• Text under study

- Developers: Nikos Mavrogiannopoulos, Simon Josefsson
- Stable release: 3.8.13 / 29 April 2026; 22 days ago
- Written in: C, Assembly
- Operating system: Linux, macOS, Windows, BSD
- Platform: x86, x86-64, ARM
- Type: Cryptography library
- License: LGPL-2.1-or-later
- Website: www.gnutls.org
- Repository: gitlab.com/gnutls/gnutls.git ;

= GnuTLS =

Free software library implementing TLS

GnuTLS (/ˈɡnuː ˌtiː ˌɛl ˈɛs/, the GNU Transport Layer Security Library) is a free software implementation of the TLS, SSL and DTLS protocols. It offers an application programming interface (API) for applications to enable secure communication over the network transport layer, as well as interfaces to access X.509, PKCS #12, OpenPGP and other structures.

== Features ==
GnuTLS consists of a library that allows client applications to start secure sessions using the available protocols.
It also provides command-line tools, including an X.509 certificate manager, a test client and server, and random key and password generators.

• Excerpted records
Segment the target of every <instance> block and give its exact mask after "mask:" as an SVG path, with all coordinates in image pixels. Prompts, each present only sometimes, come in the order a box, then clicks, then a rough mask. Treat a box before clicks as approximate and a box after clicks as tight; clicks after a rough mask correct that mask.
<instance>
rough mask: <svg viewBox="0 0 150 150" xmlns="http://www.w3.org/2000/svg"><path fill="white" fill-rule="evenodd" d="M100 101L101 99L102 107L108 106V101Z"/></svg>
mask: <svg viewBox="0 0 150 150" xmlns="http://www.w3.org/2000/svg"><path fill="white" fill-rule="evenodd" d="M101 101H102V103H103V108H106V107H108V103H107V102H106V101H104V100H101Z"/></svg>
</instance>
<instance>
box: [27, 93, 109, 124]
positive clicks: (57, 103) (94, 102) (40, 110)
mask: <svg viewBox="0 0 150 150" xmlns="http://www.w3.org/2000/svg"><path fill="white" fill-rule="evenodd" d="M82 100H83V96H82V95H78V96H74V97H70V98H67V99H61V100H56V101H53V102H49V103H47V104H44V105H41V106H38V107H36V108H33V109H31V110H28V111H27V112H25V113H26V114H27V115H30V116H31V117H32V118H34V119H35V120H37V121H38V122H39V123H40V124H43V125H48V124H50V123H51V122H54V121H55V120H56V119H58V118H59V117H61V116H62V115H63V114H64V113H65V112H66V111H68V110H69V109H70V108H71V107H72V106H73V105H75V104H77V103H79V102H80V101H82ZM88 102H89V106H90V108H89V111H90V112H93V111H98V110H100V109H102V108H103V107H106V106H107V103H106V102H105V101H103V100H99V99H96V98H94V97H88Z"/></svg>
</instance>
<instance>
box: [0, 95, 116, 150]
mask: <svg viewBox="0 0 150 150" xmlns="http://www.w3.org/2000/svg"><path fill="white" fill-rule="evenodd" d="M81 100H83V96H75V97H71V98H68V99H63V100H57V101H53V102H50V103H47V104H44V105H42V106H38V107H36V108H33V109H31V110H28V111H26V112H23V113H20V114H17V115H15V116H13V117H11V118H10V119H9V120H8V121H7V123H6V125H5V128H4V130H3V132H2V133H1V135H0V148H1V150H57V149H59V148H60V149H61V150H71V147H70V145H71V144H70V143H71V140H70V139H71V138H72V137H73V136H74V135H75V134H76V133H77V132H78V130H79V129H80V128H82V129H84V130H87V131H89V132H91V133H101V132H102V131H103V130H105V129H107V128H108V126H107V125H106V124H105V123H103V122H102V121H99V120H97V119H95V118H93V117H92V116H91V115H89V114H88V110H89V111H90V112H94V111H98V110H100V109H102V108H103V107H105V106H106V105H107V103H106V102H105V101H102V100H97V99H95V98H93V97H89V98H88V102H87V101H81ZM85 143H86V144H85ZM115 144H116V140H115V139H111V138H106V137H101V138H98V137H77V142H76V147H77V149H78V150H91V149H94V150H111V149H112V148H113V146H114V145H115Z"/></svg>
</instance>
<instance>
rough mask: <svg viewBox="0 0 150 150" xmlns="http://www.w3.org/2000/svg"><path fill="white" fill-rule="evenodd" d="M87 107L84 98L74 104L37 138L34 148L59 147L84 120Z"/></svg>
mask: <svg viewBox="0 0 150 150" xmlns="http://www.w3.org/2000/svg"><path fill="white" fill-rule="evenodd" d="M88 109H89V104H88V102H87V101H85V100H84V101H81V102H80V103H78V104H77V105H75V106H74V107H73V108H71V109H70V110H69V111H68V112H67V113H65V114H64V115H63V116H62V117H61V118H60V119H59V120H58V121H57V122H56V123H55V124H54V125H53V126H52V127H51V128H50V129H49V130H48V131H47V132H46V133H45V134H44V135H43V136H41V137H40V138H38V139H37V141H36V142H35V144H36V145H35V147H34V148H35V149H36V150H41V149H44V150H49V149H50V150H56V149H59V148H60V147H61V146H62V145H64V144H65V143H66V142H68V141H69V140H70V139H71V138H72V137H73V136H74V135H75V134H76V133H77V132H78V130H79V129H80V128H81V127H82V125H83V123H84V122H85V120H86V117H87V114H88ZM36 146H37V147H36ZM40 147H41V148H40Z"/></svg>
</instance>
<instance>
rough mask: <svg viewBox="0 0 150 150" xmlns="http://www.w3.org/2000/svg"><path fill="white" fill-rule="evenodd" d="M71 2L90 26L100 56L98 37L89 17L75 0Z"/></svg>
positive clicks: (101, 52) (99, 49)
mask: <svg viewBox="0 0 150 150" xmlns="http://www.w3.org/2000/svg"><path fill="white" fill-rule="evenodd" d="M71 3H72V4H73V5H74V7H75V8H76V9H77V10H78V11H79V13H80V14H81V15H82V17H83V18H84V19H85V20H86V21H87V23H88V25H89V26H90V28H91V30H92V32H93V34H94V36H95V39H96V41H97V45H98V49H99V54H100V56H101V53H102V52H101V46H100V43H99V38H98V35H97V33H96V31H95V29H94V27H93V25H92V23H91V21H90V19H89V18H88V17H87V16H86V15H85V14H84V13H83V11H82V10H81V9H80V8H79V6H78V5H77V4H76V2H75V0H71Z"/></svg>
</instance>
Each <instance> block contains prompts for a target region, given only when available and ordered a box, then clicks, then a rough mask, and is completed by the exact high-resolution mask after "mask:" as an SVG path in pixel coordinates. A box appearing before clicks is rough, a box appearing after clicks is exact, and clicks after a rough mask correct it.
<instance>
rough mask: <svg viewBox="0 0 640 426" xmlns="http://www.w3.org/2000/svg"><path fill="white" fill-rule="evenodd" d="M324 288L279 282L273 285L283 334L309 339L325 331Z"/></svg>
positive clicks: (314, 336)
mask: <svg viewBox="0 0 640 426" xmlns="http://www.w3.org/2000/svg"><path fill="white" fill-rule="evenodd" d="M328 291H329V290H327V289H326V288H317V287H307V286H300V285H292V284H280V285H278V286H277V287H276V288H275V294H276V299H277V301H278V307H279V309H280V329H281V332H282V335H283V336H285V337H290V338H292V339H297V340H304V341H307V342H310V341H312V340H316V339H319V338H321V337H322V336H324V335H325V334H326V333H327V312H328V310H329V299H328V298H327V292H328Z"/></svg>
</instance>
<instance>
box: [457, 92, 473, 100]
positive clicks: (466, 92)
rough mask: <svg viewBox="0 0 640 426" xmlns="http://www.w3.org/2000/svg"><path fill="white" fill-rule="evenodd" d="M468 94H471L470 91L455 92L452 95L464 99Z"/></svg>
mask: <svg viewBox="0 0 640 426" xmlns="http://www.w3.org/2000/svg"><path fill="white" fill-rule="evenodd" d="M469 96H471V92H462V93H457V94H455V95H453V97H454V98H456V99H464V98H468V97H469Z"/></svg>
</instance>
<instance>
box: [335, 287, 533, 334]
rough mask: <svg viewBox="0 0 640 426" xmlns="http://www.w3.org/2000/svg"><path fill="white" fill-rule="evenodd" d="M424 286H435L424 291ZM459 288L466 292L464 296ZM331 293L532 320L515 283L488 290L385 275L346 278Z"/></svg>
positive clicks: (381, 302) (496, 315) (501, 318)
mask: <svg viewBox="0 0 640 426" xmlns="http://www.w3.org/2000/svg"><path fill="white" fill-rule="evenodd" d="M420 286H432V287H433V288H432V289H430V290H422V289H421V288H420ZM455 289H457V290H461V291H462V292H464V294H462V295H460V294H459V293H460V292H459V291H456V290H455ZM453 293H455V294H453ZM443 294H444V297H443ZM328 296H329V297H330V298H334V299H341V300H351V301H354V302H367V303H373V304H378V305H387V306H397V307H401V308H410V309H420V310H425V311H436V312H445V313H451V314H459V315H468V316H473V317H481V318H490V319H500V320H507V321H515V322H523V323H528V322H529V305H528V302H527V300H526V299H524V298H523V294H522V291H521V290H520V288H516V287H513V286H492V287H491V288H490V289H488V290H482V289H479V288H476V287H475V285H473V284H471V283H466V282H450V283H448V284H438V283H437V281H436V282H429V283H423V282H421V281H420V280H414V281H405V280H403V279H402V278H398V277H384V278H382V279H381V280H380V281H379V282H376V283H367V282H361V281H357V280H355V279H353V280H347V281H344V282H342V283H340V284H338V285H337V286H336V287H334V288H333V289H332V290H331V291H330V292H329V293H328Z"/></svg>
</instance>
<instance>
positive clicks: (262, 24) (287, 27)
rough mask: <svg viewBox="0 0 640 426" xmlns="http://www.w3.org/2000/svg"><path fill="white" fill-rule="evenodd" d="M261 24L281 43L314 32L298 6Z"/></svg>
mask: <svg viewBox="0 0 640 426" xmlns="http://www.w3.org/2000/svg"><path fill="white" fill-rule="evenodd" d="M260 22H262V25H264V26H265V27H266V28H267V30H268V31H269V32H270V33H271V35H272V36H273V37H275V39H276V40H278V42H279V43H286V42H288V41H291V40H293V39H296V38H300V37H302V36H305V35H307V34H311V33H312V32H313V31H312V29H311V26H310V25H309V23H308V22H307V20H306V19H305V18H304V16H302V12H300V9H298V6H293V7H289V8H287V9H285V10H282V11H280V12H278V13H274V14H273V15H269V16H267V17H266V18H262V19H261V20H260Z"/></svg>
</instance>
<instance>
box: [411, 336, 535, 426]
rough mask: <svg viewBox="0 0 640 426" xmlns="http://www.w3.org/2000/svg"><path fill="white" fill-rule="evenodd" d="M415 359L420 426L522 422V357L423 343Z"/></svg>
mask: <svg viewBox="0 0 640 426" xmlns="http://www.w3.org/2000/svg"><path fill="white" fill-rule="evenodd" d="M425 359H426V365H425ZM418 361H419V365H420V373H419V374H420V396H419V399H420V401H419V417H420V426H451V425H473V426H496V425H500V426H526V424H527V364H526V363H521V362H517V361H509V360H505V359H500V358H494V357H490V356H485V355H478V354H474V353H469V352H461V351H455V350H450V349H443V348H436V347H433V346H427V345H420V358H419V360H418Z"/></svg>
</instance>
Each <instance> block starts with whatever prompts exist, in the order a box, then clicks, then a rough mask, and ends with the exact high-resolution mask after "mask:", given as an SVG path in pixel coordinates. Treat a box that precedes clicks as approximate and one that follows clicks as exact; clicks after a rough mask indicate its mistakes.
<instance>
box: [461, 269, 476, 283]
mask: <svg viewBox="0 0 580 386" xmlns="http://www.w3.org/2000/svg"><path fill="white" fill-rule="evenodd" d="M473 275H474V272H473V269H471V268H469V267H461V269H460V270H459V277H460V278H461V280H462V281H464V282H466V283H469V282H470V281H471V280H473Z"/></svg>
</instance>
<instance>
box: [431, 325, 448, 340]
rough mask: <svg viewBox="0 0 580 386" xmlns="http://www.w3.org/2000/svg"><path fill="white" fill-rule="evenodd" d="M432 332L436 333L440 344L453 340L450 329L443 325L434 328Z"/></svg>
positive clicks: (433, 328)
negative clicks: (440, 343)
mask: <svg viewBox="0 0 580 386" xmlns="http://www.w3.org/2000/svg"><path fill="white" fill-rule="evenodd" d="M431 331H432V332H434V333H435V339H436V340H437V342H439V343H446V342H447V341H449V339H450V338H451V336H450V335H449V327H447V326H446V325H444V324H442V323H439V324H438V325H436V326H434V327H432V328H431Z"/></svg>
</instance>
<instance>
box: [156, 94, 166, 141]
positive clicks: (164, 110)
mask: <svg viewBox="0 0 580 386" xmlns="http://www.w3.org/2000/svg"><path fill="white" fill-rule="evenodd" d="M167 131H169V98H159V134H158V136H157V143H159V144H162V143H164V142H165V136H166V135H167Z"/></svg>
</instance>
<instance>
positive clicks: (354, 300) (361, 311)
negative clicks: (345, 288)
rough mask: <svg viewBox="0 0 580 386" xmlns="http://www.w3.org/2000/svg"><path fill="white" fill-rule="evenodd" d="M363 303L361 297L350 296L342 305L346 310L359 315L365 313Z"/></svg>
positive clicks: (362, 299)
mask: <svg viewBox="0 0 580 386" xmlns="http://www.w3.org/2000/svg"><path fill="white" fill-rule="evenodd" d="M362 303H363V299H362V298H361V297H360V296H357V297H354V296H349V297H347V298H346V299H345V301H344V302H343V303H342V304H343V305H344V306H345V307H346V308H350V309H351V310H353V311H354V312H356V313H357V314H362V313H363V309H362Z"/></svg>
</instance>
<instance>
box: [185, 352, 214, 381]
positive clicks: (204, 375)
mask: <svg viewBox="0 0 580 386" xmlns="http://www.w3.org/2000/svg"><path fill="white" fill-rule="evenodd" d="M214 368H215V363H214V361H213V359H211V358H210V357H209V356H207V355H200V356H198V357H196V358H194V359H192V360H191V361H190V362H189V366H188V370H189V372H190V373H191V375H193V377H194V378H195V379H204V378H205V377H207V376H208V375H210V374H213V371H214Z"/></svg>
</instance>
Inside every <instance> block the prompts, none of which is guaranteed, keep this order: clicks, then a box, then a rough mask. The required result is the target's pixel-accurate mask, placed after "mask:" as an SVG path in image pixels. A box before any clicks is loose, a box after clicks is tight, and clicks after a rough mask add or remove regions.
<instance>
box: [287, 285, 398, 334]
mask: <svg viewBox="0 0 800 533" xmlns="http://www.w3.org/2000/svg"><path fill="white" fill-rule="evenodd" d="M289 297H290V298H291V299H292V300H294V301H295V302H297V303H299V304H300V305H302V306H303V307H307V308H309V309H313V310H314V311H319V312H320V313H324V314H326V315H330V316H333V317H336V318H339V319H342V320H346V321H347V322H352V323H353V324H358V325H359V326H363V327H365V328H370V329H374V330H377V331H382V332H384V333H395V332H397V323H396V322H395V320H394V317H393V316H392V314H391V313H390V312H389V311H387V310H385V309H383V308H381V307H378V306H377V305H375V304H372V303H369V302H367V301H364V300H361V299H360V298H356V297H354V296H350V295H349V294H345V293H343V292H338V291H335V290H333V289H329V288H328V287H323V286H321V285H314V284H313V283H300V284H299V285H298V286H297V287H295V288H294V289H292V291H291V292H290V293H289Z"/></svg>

• To do
Restate the passage of the GnuTLS text that opens with "Free software library" and closes with "and password generators.", substituting "programs" for every "applications".

• Exercise answer
Free software library implementing TLS

GnuTLS (/ˈɡnuː ˌtiː ˌɛl ˈɛs/, the GNU Transport Layer Security Library) is a free software implementation of the TLS, SSL and DTLS protocols. It offers an application programming interface (API) for programs to enable secure communication over the network transport layer, as well as interfaces to access X.509, PKCS #12, OpenPGP and other structures.

== Features ==
GnuTLS consists of a library that allows client programs to start secure sessions using the available protocols.
It also provides command-line tools, including an X.509 certificate manager, a test client and server, and random key and password generators.